Russia had Trump ‘over a barrel’
AP sources: Russia had ‘Trump over a barrel,’ Ohr told
The remark came from a British spy, says a Justice department lawyer.
WASHINGTON — A senior Justice Department lawyer says a former British spy told him at a breakfast meeting two years ago that Russian intelligence believed it had Donald Trump “over a barrel,” according to multiple people familiar with the encounter.
The lawyer, Bruce Ohr, also says he learned that a Trump campaign aide had met with higher-level Russian officials than the aide had acknowledged, the sources said.
The previously unreported details of the July 30, 2016, breakfast with Christopher Steele, which Ohr described to lawmakers this week in a private interview, reveal an exchange of potentially explosive information about Trump between two men the president has sought to discredit.
They add to the public understanding of those pivotal summer months as the FBI and intelligence community scrambled to untangle possible connections between the Trump campaign and Russia.
They reflect the concern of Steele, a longtime FBI informant whose Democratic-funded research into Trump ties to Russia was compiled into a dossier, that the Republican presidential candidate was possibly compromised and his efforts to convey that anxiety to contacts at the FBI and Justice Department.
Those who discussed Ohr’s interview were not authorized to publicly discuss details of the closed session and spoke to The Associated Press on condition of anonymity.

▬▬▬

■ **TASK INSTRUCTIONS**:
[1] Answer these questions about the news report, each on its own line:
(a) At what kind of meeting did the former British spy speak to Ohr?
(b) On what date did the breakfast with Christopher Steele take place?
(c) On what condition did those who discussed Ohr's interview speak to The Associated Press?
[2] Rewrite the stretch of the news report from "The lawyer, Bruce" through "sought to discredit.", putting "members of Congress" in place of "lawmakers".

■ **COLLECTED DATA**:

▬▬▬

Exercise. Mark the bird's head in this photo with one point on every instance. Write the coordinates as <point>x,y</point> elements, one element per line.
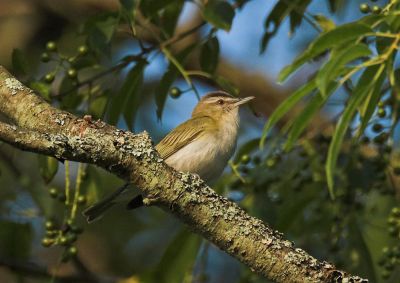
<point>219,104</point>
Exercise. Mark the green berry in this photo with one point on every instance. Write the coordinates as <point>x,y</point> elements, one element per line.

▬▬▬

■ **TASK SOLUTIONS**:
[1]
(a) A breakfast meeting
(b) July 30, 2016
(c) On condition of anonymity

[2]
The lawyer, Bruce Ohr, also says he learned that a Trump campaign aide had met with higher-level Russian officials than the aide had acknowledged, the sources said.
The previously unreported details of the July 30, 2016, breakfast with Christopher Steele, which Ohr described to members of Congress this week in a private interview, reveal an exchange of potentially explosive information about Trump between two men the president has sought to discredit.